Records from a point labeling set:
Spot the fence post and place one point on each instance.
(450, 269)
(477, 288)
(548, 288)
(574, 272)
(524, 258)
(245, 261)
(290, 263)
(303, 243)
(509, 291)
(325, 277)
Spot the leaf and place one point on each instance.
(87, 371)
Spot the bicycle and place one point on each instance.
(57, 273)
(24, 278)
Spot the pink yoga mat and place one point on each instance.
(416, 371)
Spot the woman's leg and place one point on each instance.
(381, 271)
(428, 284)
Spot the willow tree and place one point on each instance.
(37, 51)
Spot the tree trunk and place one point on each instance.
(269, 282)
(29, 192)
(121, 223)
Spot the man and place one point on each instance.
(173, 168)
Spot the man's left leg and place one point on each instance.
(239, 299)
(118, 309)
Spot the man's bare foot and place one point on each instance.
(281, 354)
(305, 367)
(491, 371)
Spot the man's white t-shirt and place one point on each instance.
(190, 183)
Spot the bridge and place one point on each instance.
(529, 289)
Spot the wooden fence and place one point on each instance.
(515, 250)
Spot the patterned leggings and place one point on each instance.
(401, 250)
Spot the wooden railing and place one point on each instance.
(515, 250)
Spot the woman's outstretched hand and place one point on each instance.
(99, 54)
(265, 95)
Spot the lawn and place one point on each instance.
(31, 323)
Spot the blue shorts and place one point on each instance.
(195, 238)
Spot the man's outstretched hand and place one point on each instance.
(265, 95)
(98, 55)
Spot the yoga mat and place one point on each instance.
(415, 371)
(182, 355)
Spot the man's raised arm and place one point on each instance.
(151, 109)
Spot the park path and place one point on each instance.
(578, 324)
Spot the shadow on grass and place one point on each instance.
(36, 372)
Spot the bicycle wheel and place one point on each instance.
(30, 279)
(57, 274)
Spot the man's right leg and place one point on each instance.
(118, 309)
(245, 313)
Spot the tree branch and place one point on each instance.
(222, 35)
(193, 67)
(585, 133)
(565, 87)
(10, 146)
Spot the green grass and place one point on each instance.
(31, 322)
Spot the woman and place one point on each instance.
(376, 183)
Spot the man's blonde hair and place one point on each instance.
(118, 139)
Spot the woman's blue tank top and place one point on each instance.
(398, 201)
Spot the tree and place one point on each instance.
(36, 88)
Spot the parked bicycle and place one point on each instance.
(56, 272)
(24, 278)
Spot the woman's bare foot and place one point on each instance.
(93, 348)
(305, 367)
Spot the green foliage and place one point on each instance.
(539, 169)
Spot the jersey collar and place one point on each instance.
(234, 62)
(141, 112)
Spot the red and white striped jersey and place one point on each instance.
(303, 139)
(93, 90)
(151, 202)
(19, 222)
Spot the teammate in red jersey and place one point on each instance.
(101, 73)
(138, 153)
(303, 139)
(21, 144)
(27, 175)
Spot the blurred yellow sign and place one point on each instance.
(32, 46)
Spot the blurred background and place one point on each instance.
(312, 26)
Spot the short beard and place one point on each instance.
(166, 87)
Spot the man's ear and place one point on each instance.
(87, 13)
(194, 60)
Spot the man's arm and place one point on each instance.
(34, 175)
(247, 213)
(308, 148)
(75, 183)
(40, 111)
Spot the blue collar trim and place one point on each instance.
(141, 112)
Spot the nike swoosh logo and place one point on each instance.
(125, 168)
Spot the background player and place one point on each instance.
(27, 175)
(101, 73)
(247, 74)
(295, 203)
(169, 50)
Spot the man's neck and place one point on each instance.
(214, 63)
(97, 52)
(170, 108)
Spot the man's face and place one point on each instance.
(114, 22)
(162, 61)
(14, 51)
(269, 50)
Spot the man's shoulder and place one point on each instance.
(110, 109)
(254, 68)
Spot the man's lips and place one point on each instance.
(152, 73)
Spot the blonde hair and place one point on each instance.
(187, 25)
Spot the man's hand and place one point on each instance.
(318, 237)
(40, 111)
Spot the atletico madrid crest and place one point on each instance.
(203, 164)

THE REQUEST —
Copy each record from above without leaving any out.

RESPONSE FOR THIS EXERCISE —
Spot the fence post and place one point on each instance.
(450, 269)
(477, 288)
(548, 288)
(574, 272)
(524, 258)
(245, 261)
(290, 263)
(303, 243)
(509, 291)
(325, 277)
Spot the leaf and place one point on each instance.
(87, 371)
Spot the bicycle and place one point on each instance.
(57, 273)
(24, 278)
Spot the pink yoga mat and place one point on each instance.
(416, 371)
Spot the woman's leg and place one point on each instance.
(381, 271)
(428, 284)
Spot the willow tree and place one point on each instance.
(37, 51)
Spot the tree trunk and place one point on each instance.
(269, 282)
(29, 192)
(121, 223)
Spot the man and place one point on each instance.
(173, 168)
Spot the man's left leg and place one point on each instance.
(239, 299)
(118, 309)
Spot the man's bare foot and place one point on each instance.
(281, 354)
(305, 367)
(491, 371)
Spot the man's white t-shirt and place one point on each instance.
(190, 183)
Spot the bridge and place one point on each instance.
(529, 289)
Spot the wooden fence and place one point on each instance.
(515, 250)
Spot the patterned leggings and place one point on each instance.
(401, 250)
Spot the wooden railing and place one point on each instance.
(515, 250)
Spot the woman's outstretched hand and place one point on each instance.
(99, 54)
(265, 95)
Spot the lawn and place one point on each instance.
(31, 323)
Spot the blue shorts and place one point on each instance.
(195, 238)
Spot the man's outstretched hand and place one point on each instance.
(265, 95)
(98, 55)
Spot the yoga mat and place one point on each instance.
(415, 371)
(182, 355)
Spot the man's raised arm and place one point on each instance.
(151, 109)
Spot the park path and place one point on each instance.
(578, 324)
Spot the shadow on grass and place one point on each instance.
(36, 372)
Spot the bicycle wheel and place one point on each instance.
(30, 279)
(57, 274)
Spot the man's right leg and place one point on each instance.
(118, 309)
(245, 313)
Spot the tree branch and place one point on each instance.
(222, 35)
(193, 67)
(585, 133)
(565, 87)
(10, 146)
Spot the green grass and place one point on each instance.
(31, 322)
Spot the woman and place one point on each instance.
(376, 183)
Spot the man's blonde hair and place one point on each instance.
(118, 139)
Spot the woman's blue tank top and place one point on each instance.
(398, 201)
Spot the tree and place one point on each instance.
(36, 88)
Spot the parked bicycle and place one point on each instance.
(56, 272)
(24, 278)
Spot the woman's bare foot and place one point on each instance.
(93, 348)
(305, 367)
Spot the green foliage and place one point on each instance.
(539, 169)
Spot the jersey collar and place one point on each instance.
(234, 62)
(141, 112)
Spot the red and white striped jersey and place one point on each instance.
(303, 139)
(93, 90)
(151, 202)
(19, 222)
Spot the teammate in red jersey and place one point on each instance.
(101, 73)
(138, 153)
(303, 139)
(21, 144)
(27, 175)
Spot the blurred yellow sign and place one point on each instance.
(32, 46)
Spot the blurred background and place one point on each instance.
(312, 26)
Spot the short beard and place one point on each instance.
(166, 87)
Spot the man's ear and place one point on each instance.
(87, 13)
(194, 60)
Spot the man's arm and place one point on each instance.
(34, 175)
(247, 213)
(308, 148)
(75, 183)
(40, 111)
Spot the blue collar trim and place one point on each instance.
(141, 112)
Spot the nike swoosh logo and place one point on each instance.
(125, 168)
Spot the background player and place one point on each instance.
(27, 175)
(101, 73)
(247, 74)
(295, 203)
(169, 50)
Spot the man's neck and place one point on each instance.
(214, 63)
(97, 52)
(170, 108)
Spot the man's face and place one point on each instance.
(114, 22)
(162, 61)
(14, 51)
(269, 50)
Spot the man's shoulder and place one point on each instance.
(110, 109)
(254, 68)
Spot the man's lips and place one point on each instance.
(152, 73)
Spot the blonde hair and place one point on each instance.
(187, 25)
Spot the man's hand and place one point on each instance.
(318, 237)
(40, 111)
Spot the atletico madrid crest and place one point on each instance.
(203, 164)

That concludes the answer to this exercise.